→ Data provided:

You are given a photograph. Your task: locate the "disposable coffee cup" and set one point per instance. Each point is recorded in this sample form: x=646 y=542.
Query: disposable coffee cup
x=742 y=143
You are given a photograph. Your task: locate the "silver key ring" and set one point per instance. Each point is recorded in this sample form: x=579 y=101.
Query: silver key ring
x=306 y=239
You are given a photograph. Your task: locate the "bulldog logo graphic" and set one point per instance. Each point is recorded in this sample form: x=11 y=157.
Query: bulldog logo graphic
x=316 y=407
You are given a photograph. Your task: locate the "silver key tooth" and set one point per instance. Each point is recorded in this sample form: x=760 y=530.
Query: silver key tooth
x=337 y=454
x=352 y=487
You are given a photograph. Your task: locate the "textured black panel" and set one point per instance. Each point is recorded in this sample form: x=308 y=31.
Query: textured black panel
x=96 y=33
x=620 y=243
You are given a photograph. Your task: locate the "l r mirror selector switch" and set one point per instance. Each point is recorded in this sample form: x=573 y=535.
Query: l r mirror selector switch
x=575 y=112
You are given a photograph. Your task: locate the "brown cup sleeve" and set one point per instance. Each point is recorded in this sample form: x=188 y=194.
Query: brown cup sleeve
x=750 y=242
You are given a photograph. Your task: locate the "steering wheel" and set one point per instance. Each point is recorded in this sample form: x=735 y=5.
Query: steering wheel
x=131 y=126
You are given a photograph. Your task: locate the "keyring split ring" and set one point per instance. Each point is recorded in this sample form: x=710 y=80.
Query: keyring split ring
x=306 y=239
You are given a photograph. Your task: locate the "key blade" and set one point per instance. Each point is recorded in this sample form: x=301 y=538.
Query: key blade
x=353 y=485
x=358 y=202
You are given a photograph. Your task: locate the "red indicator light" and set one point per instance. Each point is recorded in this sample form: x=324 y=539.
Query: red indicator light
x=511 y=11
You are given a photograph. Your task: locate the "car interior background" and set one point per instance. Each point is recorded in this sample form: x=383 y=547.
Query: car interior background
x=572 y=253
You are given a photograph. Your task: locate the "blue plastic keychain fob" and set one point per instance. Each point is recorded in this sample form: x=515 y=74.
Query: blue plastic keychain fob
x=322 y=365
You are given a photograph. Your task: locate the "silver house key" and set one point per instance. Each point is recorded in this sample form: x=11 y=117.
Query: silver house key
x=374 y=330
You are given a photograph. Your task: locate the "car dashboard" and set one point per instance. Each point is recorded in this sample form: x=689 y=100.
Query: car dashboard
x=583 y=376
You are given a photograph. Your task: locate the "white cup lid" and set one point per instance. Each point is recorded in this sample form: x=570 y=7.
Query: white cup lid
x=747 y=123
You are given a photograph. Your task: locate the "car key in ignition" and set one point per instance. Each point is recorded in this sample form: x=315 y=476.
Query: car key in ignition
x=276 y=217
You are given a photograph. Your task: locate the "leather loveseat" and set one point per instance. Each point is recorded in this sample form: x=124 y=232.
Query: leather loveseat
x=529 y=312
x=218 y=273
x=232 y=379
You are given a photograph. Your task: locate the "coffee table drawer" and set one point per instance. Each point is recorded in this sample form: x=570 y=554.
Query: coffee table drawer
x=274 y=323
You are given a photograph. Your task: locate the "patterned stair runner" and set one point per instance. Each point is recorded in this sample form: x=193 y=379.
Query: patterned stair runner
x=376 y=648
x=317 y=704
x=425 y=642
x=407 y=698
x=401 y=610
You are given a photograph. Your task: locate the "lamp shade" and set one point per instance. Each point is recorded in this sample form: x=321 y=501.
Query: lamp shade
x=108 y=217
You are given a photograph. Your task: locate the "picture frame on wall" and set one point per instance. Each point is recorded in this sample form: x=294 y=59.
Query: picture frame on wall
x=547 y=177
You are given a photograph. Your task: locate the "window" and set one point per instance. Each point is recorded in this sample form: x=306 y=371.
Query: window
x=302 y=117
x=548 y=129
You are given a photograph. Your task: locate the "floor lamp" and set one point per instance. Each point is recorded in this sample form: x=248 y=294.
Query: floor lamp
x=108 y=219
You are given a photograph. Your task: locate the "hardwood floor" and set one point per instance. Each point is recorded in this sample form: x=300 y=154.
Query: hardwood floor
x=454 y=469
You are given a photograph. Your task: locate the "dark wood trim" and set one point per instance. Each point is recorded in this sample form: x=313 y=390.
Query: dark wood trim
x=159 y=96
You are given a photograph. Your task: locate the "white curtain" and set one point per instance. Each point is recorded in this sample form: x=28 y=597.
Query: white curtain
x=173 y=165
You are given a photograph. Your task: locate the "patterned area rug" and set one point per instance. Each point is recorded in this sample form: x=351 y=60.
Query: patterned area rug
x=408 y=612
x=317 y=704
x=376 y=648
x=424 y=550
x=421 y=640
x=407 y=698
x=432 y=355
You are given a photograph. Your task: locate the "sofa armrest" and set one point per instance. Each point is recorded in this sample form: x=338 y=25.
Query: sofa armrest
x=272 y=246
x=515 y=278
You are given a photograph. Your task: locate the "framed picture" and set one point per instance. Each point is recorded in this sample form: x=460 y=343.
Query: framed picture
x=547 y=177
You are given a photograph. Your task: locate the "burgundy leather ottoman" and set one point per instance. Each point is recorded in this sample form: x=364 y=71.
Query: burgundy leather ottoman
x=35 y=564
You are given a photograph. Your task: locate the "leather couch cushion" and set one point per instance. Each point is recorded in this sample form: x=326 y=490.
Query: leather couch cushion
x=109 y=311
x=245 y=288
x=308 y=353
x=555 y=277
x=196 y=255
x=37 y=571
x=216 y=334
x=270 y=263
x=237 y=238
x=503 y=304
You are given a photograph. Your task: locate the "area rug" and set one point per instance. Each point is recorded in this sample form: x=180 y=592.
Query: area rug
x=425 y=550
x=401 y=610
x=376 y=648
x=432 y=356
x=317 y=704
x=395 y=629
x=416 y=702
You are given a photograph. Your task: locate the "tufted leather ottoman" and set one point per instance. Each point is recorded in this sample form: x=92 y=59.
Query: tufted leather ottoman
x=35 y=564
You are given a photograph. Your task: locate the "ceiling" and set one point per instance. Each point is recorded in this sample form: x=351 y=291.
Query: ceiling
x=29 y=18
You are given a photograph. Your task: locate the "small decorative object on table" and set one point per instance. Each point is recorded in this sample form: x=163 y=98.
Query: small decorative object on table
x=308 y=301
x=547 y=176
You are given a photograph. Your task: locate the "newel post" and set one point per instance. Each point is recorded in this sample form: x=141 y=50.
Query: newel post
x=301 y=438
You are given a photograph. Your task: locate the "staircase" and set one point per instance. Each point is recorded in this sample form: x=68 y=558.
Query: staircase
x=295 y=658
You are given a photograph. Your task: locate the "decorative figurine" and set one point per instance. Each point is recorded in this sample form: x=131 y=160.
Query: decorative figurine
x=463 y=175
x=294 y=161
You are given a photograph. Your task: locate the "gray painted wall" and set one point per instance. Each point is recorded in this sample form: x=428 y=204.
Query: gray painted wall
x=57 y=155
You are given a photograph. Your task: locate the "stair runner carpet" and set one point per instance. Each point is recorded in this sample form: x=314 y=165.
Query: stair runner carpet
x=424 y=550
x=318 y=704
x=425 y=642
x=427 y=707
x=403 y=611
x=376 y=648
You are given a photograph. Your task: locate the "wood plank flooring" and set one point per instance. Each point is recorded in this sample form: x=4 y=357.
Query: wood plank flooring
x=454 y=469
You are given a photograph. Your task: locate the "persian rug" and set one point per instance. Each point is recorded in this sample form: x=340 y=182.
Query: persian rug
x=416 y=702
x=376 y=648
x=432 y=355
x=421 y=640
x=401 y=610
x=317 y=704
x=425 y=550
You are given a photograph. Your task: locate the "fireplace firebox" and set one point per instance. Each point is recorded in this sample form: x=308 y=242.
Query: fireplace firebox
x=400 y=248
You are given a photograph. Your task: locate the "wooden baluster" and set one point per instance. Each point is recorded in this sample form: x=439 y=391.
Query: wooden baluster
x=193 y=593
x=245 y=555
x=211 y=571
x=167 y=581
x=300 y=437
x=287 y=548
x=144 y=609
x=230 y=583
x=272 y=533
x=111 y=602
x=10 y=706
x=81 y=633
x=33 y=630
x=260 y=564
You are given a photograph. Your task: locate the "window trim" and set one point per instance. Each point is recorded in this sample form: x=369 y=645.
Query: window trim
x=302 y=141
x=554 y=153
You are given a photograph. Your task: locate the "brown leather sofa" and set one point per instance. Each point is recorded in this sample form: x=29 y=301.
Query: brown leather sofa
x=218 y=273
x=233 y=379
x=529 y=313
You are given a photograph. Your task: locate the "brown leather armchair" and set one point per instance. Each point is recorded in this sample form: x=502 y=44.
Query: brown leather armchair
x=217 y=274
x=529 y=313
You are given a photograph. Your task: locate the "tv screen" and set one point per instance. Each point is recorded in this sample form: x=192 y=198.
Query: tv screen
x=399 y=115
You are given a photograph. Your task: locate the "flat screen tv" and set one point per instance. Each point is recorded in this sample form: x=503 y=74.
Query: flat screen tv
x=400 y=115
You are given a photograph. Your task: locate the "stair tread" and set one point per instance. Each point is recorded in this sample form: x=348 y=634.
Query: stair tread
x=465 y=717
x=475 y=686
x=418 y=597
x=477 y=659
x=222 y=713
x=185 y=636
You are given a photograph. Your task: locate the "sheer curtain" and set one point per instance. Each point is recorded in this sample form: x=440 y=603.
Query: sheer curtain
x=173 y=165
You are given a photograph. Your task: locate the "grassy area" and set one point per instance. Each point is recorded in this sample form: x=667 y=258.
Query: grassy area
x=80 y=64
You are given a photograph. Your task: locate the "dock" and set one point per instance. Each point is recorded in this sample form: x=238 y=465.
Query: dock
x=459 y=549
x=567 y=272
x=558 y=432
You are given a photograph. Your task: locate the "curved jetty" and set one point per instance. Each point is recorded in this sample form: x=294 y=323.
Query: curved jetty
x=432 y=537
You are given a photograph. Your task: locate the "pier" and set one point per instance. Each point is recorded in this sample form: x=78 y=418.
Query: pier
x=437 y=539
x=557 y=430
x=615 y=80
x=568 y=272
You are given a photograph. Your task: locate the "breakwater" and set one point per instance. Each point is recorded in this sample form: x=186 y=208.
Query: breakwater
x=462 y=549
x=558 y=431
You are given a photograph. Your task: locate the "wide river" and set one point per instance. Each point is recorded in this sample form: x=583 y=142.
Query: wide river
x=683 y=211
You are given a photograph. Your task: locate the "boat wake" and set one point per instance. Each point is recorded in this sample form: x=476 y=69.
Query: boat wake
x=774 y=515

→ Exercise objective: Find the line with "Query: car key in ignition" in the material above. Reproduce it and each line after it up to and including the line with "form: x=321 y=501.".

→ Result of the task:
Query: car key in ignition
x=276 y=217
You are given a photograph. Your task: locate the "leather loveseat" and set one point per instance. Each point is recorded in this sample form: x=124 y=232.
Query: leather loveseat
x=529 y=312
x=218 y=273
x=232 y=379
You are given a photograph. Your task: locate the "coffee table drawer" and set one point per instance. Each point is recorded in this sample form: x=570 y=554.
Query: coffee table drawer
x=274 y=323
You are given a photograph. Your task: locate the "patterned stair runner" and set one point per instance. Each point is recorded in this sample form: x=193 y=379.
Query: patterned stair runner
x=376 y=648
x=317 y=704
x=425 y=642
x=407 y=698
x=401 y=610
You are given a photograph. Your task: locate the "lamp shade" and set one point per instance. Each point is recorded in this sample form: x=321 y=501.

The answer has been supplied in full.